====== Texte source ======

Hamon et sa poudre de perlimpinpin

25 Janvier 2017

Hamon a expliqué son succès au premier tour de la primaire grâce à « un projet politique qui propulse un imaginaire politique puissant ». Rien de moins ! En réalité il devrait surtout remercier Valls, car c’est le « tout sauf Valls » qui l’a propulsé en tête. Quant à sa proposition de revenu universel, dont il est très fier, elle ne nécessite guère d’imagination.

Partant du point de vue qu’il n’y aura pas de travail pour tout le monde du fait du développement des machines et des robots, Hamon, a repris une idée qui circule depuis des années, y compris dans les milieux de droite, celle de donner un minimum de base  à tous. Autrement dit, il faudrait accepter qu’une partie de plus en plus grande des travailleurs ne trouve pas d’emploi et prévoir une aumône pour qu’elle puisse, malgré tout, vivoter !

Est-il trop audacieux d’imaginer que le machinisme soit au contraire source de progrès pour tout le monde ? Qu’il permette de réduire le temps de travail de tous ? Avec les profits actuels, on pourrait embaucher massivement et répartir le travail. On pourrait éradiquer le chômage. Cela dépasse apparemment l’imaginaire pourtant « puissant » de Hamon.

====== Extraits de données ======

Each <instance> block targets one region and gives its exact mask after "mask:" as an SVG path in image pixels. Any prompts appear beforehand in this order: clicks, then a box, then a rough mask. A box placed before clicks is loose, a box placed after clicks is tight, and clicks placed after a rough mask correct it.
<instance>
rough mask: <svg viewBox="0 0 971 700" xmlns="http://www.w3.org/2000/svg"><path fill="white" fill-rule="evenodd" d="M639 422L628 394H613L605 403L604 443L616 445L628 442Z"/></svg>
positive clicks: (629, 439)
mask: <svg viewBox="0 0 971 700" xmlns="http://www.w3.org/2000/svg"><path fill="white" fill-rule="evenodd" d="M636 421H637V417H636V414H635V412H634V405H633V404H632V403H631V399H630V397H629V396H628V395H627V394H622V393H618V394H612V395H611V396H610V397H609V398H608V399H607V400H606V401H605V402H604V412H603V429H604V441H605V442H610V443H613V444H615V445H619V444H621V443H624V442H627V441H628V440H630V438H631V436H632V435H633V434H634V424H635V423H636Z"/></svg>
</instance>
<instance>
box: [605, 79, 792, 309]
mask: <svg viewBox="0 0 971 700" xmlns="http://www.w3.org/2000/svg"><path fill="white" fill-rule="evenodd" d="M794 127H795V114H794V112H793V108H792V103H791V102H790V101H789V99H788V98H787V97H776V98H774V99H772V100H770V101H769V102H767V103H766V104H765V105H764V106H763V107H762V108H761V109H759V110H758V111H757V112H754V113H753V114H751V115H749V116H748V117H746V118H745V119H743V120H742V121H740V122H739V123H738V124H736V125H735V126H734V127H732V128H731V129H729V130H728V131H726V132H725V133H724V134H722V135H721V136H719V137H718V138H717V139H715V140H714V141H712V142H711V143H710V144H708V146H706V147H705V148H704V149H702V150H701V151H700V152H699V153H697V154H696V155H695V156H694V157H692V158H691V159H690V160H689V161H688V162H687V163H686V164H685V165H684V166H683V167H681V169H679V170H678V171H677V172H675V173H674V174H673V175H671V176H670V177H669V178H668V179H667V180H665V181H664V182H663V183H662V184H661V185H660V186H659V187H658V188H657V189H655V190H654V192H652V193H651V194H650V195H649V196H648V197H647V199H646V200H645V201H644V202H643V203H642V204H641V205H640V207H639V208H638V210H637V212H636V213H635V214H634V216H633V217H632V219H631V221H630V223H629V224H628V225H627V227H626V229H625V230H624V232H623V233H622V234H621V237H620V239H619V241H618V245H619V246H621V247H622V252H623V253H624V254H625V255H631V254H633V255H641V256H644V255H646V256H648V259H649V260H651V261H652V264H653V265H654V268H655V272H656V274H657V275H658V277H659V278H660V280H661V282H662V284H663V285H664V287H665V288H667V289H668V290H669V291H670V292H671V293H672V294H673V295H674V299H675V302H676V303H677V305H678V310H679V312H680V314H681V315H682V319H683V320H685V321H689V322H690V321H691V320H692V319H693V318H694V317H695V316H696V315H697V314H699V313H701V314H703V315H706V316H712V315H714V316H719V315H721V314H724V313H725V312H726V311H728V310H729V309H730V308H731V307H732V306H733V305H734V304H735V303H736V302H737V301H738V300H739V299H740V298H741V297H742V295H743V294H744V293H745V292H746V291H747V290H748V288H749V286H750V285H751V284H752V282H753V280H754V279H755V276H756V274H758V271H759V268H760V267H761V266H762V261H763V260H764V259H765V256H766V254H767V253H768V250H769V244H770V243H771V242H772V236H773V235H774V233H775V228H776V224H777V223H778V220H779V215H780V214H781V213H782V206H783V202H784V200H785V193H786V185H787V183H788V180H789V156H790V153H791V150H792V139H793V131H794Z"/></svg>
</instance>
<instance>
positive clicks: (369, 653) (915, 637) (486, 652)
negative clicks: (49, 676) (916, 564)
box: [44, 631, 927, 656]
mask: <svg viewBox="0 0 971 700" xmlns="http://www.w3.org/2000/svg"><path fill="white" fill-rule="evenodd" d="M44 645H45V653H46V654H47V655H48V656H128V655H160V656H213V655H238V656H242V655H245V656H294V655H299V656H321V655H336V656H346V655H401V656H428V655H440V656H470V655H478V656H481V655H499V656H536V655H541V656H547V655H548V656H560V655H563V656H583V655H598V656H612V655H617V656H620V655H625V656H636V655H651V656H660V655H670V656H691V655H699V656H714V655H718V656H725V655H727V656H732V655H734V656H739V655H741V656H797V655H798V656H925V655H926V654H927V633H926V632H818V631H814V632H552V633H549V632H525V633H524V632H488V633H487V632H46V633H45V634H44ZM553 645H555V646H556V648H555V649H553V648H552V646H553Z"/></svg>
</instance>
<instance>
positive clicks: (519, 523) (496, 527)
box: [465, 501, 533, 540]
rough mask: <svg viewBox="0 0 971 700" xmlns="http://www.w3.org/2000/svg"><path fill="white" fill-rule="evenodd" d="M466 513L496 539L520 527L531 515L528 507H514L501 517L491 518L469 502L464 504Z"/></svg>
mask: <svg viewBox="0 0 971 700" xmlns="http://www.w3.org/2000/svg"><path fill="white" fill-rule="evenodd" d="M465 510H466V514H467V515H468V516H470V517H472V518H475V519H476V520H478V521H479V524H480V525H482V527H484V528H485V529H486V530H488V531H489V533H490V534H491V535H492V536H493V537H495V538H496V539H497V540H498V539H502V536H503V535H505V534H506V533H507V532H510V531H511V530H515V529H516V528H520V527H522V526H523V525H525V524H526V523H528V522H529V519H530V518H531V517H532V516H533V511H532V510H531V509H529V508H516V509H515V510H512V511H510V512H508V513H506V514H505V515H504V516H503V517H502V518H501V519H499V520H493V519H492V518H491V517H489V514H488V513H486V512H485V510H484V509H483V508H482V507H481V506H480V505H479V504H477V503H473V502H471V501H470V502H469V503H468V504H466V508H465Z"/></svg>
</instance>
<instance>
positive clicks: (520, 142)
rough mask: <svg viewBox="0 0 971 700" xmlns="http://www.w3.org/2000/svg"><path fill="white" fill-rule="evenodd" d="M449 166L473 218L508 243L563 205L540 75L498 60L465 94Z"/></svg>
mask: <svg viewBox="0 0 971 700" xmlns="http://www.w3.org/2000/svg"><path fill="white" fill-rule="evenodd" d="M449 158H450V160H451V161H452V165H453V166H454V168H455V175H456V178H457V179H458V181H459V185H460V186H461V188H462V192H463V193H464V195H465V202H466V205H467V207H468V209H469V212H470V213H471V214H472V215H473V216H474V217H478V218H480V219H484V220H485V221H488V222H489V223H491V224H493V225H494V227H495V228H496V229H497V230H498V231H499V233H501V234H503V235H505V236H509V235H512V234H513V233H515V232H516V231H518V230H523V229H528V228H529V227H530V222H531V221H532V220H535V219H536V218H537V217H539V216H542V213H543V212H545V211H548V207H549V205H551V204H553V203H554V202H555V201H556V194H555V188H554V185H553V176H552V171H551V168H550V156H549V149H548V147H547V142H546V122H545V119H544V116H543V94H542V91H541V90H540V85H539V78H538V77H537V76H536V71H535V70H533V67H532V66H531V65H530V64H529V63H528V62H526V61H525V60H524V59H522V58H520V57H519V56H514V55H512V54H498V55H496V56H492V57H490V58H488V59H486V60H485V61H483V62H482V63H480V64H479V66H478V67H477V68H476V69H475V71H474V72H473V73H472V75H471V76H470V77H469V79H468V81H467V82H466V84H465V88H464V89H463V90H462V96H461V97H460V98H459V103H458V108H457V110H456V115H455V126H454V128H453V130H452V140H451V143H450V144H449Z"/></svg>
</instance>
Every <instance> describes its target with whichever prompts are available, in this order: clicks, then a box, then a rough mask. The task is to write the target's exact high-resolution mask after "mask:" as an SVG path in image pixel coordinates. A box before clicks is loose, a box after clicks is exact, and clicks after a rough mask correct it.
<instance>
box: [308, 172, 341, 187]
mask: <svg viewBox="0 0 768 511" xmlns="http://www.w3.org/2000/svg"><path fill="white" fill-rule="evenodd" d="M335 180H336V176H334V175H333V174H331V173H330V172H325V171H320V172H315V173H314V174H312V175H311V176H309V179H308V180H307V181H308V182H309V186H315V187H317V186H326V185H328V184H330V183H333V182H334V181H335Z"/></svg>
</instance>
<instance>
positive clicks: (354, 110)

======

Énoncé:
Pour chacune des affirmations (a), (b) et (c) ci-dessous, dites si elle concorde avec le texte source en répondant par oui ou par non, puis citez mot pour mot le passage du texte qui permet de trancher.
(a) Selon le texte, c'est le « tout sauf Valls » qui a placé Hamon en tête.
(b) Le texte présente l'idée d'un minimum de base pour tous comme n'ayant circulé que dans les milieux de gauche.
(c) Le texte soutient qu'avec les profits actuels, on pourrait embaucher massivement.

Corrigé:
(a) Oui : « c’est le « tout sauf Valls » qui l’a propulsé en tête ».
(b) Non : « une idée qui circule depuis des années, y compris dans les milieux de droite ».
(c) Oui : « Avec les profits actuels, on pourrait embaucher massivement et répartir le travail. »